### [SHORT PROBLEM]
Copy out only the stretch from the start of the records through the line containing "M 397 279 L", switching "white wristband" to "black wristband" and leaving everything else unchanged.

DATASET start

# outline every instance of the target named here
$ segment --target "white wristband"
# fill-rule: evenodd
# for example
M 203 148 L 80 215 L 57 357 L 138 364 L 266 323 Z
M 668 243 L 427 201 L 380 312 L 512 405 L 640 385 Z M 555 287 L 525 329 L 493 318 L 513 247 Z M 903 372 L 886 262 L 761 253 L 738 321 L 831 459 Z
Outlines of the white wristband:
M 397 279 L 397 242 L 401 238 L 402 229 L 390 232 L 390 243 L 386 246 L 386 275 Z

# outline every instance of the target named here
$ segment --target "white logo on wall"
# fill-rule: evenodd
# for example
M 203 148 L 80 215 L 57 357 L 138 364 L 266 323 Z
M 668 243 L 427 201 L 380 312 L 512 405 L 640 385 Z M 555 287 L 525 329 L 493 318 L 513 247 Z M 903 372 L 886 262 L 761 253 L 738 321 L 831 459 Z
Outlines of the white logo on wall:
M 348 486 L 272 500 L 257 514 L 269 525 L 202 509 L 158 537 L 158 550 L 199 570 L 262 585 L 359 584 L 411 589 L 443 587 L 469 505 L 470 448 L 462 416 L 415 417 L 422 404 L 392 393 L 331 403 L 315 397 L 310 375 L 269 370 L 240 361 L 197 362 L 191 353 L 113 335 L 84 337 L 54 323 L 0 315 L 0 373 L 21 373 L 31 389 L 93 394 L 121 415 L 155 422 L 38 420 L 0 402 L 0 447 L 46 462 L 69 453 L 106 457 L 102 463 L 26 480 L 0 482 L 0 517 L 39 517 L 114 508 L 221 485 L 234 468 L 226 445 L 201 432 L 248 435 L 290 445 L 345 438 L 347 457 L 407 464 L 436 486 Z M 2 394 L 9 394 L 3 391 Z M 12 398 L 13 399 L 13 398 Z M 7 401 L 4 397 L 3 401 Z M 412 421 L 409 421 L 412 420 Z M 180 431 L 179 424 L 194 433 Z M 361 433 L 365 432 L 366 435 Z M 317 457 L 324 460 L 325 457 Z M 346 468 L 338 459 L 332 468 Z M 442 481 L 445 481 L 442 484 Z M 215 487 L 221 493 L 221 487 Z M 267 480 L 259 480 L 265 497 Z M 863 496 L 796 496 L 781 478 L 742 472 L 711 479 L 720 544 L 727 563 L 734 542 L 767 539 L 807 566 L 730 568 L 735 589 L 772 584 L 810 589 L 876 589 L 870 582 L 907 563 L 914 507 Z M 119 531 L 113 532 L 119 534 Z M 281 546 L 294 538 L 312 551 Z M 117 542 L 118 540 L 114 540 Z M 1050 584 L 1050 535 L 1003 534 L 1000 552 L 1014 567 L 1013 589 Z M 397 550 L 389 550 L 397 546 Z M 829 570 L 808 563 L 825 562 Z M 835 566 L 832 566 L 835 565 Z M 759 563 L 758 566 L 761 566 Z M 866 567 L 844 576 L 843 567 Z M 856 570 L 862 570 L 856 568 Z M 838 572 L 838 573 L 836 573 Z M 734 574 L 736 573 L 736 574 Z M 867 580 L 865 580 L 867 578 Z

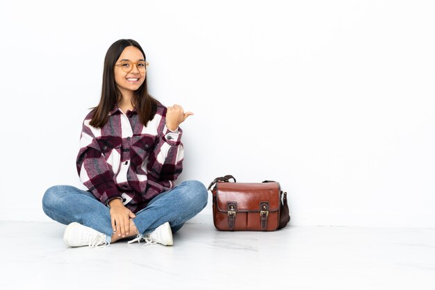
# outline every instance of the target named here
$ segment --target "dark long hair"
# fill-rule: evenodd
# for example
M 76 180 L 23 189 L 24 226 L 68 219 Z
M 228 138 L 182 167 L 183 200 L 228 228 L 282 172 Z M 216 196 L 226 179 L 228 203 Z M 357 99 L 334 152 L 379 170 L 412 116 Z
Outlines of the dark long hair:
M 90 124 L 94 127 L 101 128 L 106 125 L 109 112 L 121 101 L 122 96 L 116 86 L 113 71 L 115 64 L 124 49 L 131 46 L 138 48 L 143 54 L 144 59 L 146 60 L 143 49 L 137 42 L 133 40 L 120 40 L 110 45 L 107 50 L 103 70 L 101 98 L 98 105 L 94 108 L 95 113 L 90 122 Z M 139 120 L 146 126 L 148 121 L 152 120 L 154 117 L 158 103 L 154 98 L 148 94 L 146 77 L 142 85 L 135 91 L 132 102 L 138 112 Z

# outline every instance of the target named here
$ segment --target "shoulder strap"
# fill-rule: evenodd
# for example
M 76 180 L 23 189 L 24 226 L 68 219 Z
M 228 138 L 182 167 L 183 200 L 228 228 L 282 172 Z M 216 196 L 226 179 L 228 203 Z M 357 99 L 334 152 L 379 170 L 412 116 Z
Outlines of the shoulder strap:
M 210 190 L 211 187 L 213 186 L 214 185 L 215 185 L 216 182 L 218 182 L 219 181 L 223 181 L 224 182 L 228 182 L 230 179 L 232 179 L 233 180 L 234 180 L 235 182 L 236 182 L 236 178 L 234 178 L 234 176 L 233 176 L 231 175 L 229 175 L 229 174 L 225 176 L 217 177 L 216 178 L 215 178 L 215 180 L 211 182 L 210 185 L 208 185 L 208 188 L 207 189 L 207 190 Z

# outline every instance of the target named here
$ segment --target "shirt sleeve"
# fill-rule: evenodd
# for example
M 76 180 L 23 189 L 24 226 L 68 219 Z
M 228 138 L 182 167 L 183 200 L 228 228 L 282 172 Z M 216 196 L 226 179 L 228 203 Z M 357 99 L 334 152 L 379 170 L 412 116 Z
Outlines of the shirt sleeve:
M 77 155 L 77 172 L 81 181 L 104 205 L 113 198 L 122 198 L 113 181 L 113 174 L 96 140 L 101 129 L 83 121 Z
M 156 180 L 174 181 L 183 171 L 184 148 L 181 143 L 183 130 L 179 127 L 175 131 L 170 130 L 164 122 L 159 126 L 161 132 L 154 150 L 149 156 L 147 169 L 149 174 Z

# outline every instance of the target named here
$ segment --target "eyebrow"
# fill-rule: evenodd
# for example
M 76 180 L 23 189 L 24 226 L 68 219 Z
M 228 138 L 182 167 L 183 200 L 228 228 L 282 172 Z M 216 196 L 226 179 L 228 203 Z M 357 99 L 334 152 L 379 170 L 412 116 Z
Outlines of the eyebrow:
M 129 60 L 129 61 L 131 61 L 130 60 L 126 59 L 126 58 L 123 58 L 123 59 L 122 59 L 122 60 L 120 60 L 120 62 L 122 62 L 122 60 Z M 144 60 L 143 58 L 141 58 L 141 59 L 140 59 L 140 60 L 138 60 L 138 62 L 140 62 L 140 61 L 141 61 L 141 60 L 142 60 L 142 62 L 145 62 L 145 60 Z

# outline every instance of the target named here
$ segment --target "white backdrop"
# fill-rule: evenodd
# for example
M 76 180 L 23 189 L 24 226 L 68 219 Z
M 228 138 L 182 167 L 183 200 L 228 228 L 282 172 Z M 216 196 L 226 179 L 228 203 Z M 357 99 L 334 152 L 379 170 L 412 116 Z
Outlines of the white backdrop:
M 151 94 L 195 112 L 181 180 L 276 180 L 293 225 L 435 227 L 432 1 L 0 3 L 0 220 L 83 187 L 81 122 L 108 46 L 142 46 Z M 211 199 L 195 221 L 211 222 Z

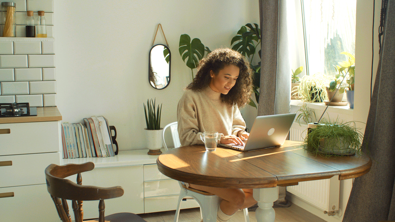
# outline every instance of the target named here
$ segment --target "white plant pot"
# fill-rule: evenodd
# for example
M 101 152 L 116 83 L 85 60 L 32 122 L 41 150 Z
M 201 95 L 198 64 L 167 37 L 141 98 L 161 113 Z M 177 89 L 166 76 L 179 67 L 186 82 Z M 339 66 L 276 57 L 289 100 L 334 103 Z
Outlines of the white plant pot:
M 147 140 L 147 148 L 149 149 L 149 155 L 159 155 L 162 153 L 160 148 L 162 148 L 162 131 L 163 129 L 159 130 L 145 130 L 145 138 Z

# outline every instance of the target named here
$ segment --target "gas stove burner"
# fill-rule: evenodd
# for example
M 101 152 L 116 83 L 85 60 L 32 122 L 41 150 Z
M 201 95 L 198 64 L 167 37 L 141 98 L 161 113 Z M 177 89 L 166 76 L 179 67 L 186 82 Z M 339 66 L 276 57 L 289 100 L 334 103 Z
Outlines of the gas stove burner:
M 0 117 L 37 115 L 37 108 L 31 108 L 29 103 L 0 103 Z

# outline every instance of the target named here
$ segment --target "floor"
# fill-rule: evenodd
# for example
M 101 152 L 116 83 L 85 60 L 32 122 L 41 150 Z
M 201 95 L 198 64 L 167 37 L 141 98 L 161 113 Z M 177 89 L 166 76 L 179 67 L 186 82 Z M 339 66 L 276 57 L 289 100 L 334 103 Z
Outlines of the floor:
M 310 213 L 309 212 L 292 204 L 287 208 L 275 207 L 276 219 L 275 222 L 325 222 L 325 220 Z M 174 221 L 175 210 L 139 214 L 147 222 L 171 222 Z M 255 212 L 249 211 L 250 221 L 256 222 Z M 199 208 L 181 210 L 178 221 L 200 222 L 201 220 Z M 229 222 L 242 222 L 244 221 L 243 211 L 240 210 L 228 220 Z

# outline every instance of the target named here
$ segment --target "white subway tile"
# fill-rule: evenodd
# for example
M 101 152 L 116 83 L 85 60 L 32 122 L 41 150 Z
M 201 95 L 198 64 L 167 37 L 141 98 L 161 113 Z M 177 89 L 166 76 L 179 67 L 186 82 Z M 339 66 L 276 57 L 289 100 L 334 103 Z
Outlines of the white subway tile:
M 0 103 L 12 103 L 15 102 L 15 96 L 0 96 Z
M 27 0 L 27 2 L 28 11 L 54 12 L 53 0 Z
M 13 54 L 13 42 L 0 42 L 0 54 Z
M 28 56 L 1 55 L 0 68 L 28 68 Z
M 43 54 L 55 54 L 55 42 L 45 41 L 41 42 L 42 52 Z
M 43 106 L 42 95 L 23 95 L 16 96 L 17 103 L 29 103 L 31 107 Z
M 29 94 L 29 82 L 3 82 L 2 95 Z
M 55 67 L 55 55 L 29 55 L 29 67 Z
M 14 69 L 0 69 L 0 82 L 14 81 Z
M 41 68 L 15 69 L 16 81 L 41 80 L 43 80 Z
M 30 94 L 56 93 L 56 81 L 38 81 L 30 82 Z
M 43 68 L 43 80 L 55 80 L 56 79 L 56 74 L 55 68 Z
M 15 42 L 14 54 L 41 54 L 41 42 Z
M 26 12 L 26 0 L 2 0 L 1 2 L 15 3 L 15 11 L 17 12 Z
M 56 106 L 56 94 L 44 94 L 44 106 Z

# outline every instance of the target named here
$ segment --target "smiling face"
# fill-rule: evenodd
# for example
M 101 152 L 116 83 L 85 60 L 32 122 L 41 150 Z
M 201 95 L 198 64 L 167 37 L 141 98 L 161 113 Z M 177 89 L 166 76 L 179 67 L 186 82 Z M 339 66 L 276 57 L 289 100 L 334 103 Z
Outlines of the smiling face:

DATASET end

### [CORRECT OUTPUT]
# outline every instance of the target named here
$ segment --target "black wristband"
# fill-rule: evenodd
# for example
M 203 148 L 80 215 L 57 357 L 138 364 L 266 323 Z
M 668 243 L 427 201 L 380 312 L 512 405 L 640 385 Z M 555 287 L 525 329 L 493 318 L 513 247 Z M 903 372 L 886 262 L 761 253 L 738 321 L 831 459 Z
Outlines of the black wristband:
M 397 279 L 397 242 L 401 238 L 402 229 L 390 232 L 390 243 L 386 246 L 386 275 Z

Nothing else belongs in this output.